▶ **Objective**: Output the data below in full, byte for byte. Nothing may differ.

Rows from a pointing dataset

_ _ _ _ _

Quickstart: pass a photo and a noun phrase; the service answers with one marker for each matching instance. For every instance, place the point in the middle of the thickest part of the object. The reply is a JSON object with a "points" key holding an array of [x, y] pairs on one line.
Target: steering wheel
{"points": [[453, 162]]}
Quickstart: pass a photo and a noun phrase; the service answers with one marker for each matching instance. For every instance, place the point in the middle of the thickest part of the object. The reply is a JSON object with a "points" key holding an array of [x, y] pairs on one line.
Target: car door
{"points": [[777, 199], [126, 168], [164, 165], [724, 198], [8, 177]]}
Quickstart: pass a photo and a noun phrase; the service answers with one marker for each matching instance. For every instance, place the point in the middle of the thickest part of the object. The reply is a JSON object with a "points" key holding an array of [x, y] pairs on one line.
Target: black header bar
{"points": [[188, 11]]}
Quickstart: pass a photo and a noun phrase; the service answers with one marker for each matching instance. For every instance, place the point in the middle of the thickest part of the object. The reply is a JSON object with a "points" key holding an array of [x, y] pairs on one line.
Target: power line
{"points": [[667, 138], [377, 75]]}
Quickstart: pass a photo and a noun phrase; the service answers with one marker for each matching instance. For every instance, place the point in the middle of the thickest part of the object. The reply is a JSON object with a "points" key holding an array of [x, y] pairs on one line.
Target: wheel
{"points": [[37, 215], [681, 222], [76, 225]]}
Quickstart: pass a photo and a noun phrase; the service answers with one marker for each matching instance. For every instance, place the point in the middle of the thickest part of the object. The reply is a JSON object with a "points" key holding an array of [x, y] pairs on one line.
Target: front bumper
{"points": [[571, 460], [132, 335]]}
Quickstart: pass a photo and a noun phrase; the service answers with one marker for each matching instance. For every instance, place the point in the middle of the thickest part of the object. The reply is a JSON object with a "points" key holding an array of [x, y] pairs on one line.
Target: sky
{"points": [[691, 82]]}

_ _ _ _ _

▶ **Answer to the exercise**:
Quickstart: pass a photo and a noun phrase; the service answers with one marker for each matching instance. For every instance, place the point in the middle of the thickest part of the object. The reply is a JSON object with a "points" key holding an array of [x, y] pairs on one line.
Target: steering wheel
{"points": [[453, 162]]}
Quickstart: pass a photo and a noun phrase; the service answers with one marker for each matching instance. For every instance, place the point in the middle of the thickest part of the object. The reply is a JSON object with a "points" key holding an array of [x, y] pairs on one line.
Target: car door
{"points": [[777, 199], [126, 168], [164, 165], [724, 198], [8, 177]]}
Quickstart: pass a photo and a noun phrase; the service answers with one marker for each matching instance. For every instance, place the point in the middle of the thickest part of the object. The reply is a JSON object with a "points" key holding an array of [x, y] pairs on one line.
Target: black header bar
{"points": [[188, 11]]}
Quickstart: pass a photo and a noun phrase; the service answers with one marker for each matching instance. For every instance, place the point in the middle of the thickest part of the object. The reply is a JSON object with a "points" key holding an array of [x, y] pairs on one line.
Target: power line
{"points": [[667, 138], [377, 75]]}
Quickstart: pass a photo and a noun phrase; the service answers with one marker for each matching instance. For every instance, place the point in the middle of the thickest part of the object. The reply is a JSON object with a "points" key holding an array of [x, y] pairs on one line.
Target: wheel
{"points": [[37, 215], [681, 222], [76, 225]]}
Quickstart: pass a photo and a noun phrase; the service answers with one marker for each matching instance. For every instance, place the point in the middle of the thickest part of the object. The reply is a JSON object with a "points" key holding an array of [x, y] pairs on one line.
Target: front bumper
{"points": [[571, 460], [132, 335]]}
Quickstart: pass a photo and a noun phrase; the service answers with one marker for each matching instance. For every instance, place the point in the middle of the thickest part of the object. The reply is a JSON object with a "points" key holding an array of [x, y] pairs on one line.
Target: sky
{"points": [[691, 82]]}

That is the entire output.